Document passage -
[start]

Open-loop control and closed-loop control are two fundamentally different approaches to PLC automation. In open-loop control, a PLC sends a command and assumes it has been carried out, with no verification. In closed-loop control, the system continuously monitors the actual output using sensors and adjusts its commands based on real-world feedback. Understanding the difference is essential for choosing the right control strategy for your process.
How does open-loop PLC control actually work?
In open-loop PLC control, the controller sends a fixed output signal based on a predefined instruction, without checking whether the desired result was actually achieved. The system operates in one direction only: input goes in, output comes out, and no measurement is taken to verify the outcome. This makes open-loop control simple, fast, and predictable in stable environments.
A practical example is a conveyor belt that runs at a set speed for a fixed duration. The PLC sends the “run for 30 seconds” command and moves on. It does not check whether the belt actually moved, whether a jam occurred, or whether the load affected the speed. The instruction is executed once, and the system assumes the result is correct.
Open-loop systems work well when the process is consistent and disturbances are minimal. They are commonly used in timing-based operations, simple actuator control, and processes where the output is highly predictable. The trade-off is that any deviation from expected conditions goes undetected and uncorrected.
How does closed-loop PLC control use feedback?
Closed-loop PLC control uses sensor feedback to continuously compare the actual process output against a desired setpoint, and adjusts the control signal in real time to eliminate any difference. This feedback loop allows the system to self-correct, compensating for disturbances, load changes, or environmental variation without manual intervention.
The core mechanism works in three steps: the PLC issues a control signal, a sensor measures the actual result, and the PLC calculates the error between the setpoint and the measured value. It then adjusts the output to reduce that error. This cycle repeats continuously throughout operation.
The most common implementation of feedback control in industrial PLC systems is the PID controller, which stands for Proportional, Integral, and Derivative. Each component handles a different aspect of the correction:
- Proportional: Responds to the current size of the error
- Integral: Addresses accumulated error over time to eliminate steady-state offset
- Derivative: Anticipates future error based on the rate of change
Together, these three elements allow a closed-loop PLC system to maintain precise, stable control even as conditions change around it.

[end]

Provided material -
[start]

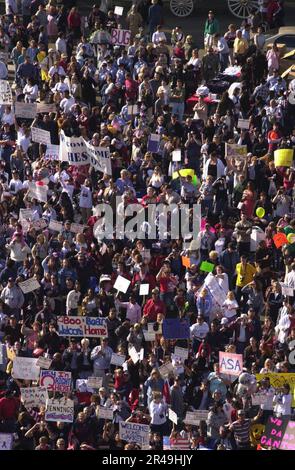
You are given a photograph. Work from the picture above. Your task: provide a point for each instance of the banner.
(34, 396)
(60, 410)
(274, 431)
(288, 441)
(235, 150)
(44, 362)
(29, 285)
(284, 157)
(52, 152)
(100, 158)
(176, 328)
(56, 380)
(105, 413)
(133, 432)
(46, 108)
(120, 37)
(25, 110)
(231, 364)
(6, 441)
(73, 150)
(38, 192)
(5, 93)
(40, 136)
(25, 368)
(90, 327)
(194, 417)
(277, 380)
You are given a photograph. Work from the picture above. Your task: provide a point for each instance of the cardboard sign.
(40, 136)
(288, 442)
(186, 262)
(52, 152)
(144, 289)
(77, 228)
(29, 285)
(38, 192)
(118, 359)
(89, 327)
(6, 441)
(44, 362)
(122, 284)
(56, 381)
(235, 150)
(60, 410)
(25, 368)
(25, 110)
(176, 328)
(274, 431)
(46, 108)
(119, 11)
(194, 417)
(120, 37)
(99, 158)
(279, 240)
(176, 156)
(55, 226)
(133, 432)
(181, 352)
(105, 413)
(231, 364)
(284, 157)
(94, 382)
(34, 396)
(166, 370)
(244, 123)
(172, 416)
(5, 93)
(277, 380)
(207, 267)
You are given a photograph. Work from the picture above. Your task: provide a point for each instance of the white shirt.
(85, 198)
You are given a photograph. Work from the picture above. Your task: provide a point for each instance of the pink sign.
(231, 364)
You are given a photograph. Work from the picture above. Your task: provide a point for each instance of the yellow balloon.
(291, 238)
(260, 212)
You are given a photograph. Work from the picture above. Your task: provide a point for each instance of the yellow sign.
(284, 157)
(277, 380)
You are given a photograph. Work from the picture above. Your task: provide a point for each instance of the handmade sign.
(34, 396)
(56, 381)
(5, 93)
(122, 284)
(60, 410)
(274, 431)
(90, 327)
(231, 364)
(40, 136)
(284, 157)
(25, 110)
(176, 328)
(25, 368)
(133, 432)
(29, 285)
(120, 37)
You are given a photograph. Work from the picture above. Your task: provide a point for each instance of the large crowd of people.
(209, 125)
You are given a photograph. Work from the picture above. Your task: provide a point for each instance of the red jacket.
(152, 308)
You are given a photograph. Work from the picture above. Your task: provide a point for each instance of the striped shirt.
(241, 431)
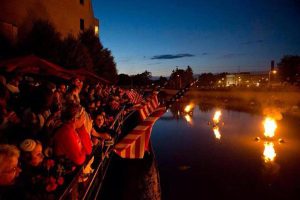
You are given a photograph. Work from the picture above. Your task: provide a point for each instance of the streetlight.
(274, 72)
(179, 80)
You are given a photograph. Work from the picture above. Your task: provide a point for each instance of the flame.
(188, 119)
(217, 132)
(217, 116)
(270, 127)
(269, 152)
(188, 108)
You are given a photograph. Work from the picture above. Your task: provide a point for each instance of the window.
(82, 24)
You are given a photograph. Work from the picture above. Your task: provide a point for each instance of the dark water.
(194, 164)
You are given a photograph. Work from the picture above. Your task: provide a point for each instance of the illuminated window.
(82, 24)
(96, 30)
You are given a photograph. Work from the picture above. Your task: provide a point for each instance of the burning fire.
(270, 127)
(269, 152)
(217, 132)
(217, 116)
(188, 119)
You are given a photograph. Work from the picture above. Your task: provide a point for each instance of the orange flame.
(217, 132)
(188, 108)
(269, 152)
(188, 119)
(217, 116)
(270, 127)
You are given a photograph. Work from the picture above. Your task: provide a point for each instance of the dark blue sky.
(210, 36)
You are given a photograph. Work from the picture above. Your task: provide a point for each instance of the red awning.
(35, 65)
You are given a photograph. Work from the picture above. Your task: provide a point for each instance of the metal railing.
(90, 189)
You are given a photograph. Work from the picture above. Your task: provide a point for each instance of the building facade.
(67, 16)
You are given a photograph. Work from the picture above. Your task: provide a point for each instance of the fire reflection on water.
(270, 127)
(269, 152)
(217, 132)
(189, 119)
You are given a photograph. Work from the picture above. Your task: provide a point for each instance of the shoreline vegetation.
(275, 102)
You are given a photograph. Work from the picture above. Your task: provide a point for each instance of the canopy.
(35, 65)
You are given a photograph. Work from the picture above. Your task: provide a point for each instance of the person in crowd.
(100, 130)
(72, 95)
(9, 164)
(71, 140)
(32, 152)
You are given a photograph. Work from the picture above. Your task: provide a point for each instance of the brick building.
(68, 16)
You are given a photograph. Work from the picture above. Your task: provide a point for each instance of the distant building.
(253, 79)
(68, 16)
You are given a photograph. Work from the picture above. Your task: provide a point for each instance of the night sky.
(210, 36)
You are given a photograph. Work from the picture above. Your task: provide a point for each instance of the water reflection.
(226, 156)
(269, 152)
(184, 110)
(217, 132)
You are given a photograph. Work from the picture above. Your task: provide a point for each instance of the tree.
(142, 79)
(124, 79)
(104, 64)
(179, 77)
(74, 55)
(289, 68)
(43, 40)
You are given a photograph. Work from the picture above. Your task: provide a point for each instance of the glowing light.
(270, 127)
(269, 152)
(217, 116)
(188, 119)
(96, 30)
(188, 108)
(217, 132)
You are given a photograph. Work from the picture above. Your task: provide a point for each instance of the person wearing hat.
(32, 152)
(9, 164)
(71, 140)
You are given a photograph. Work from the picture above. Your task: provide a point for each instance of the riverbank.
(266, 102)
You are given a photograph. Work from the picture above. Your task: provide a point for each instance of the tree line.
(85, 51)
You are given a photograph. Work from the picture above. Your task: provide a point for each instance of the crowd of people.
(48, 129)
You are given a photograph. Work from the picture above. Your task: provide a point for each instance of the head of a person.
(99, 120)
(77, 82)
(32, 152)
(98, 104)
(62, 88)
(15, 80)
(9, 164)
(74, 113)
(92, 106)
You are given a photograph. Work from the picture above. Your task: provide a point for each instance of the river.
(195, 162)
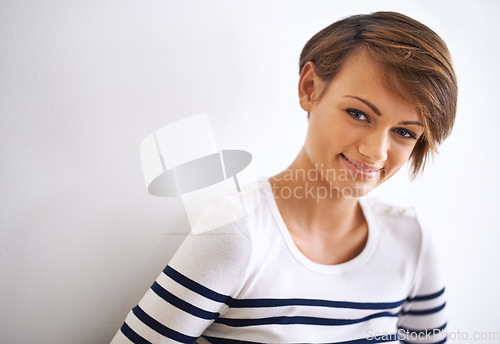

[end]

Exercise directions - According to the passage on open-loop and closed-loop PLC control, what does the integral component of a PID controller address?

Complete response - Accumulated error over time, to eliminate steady-state offset.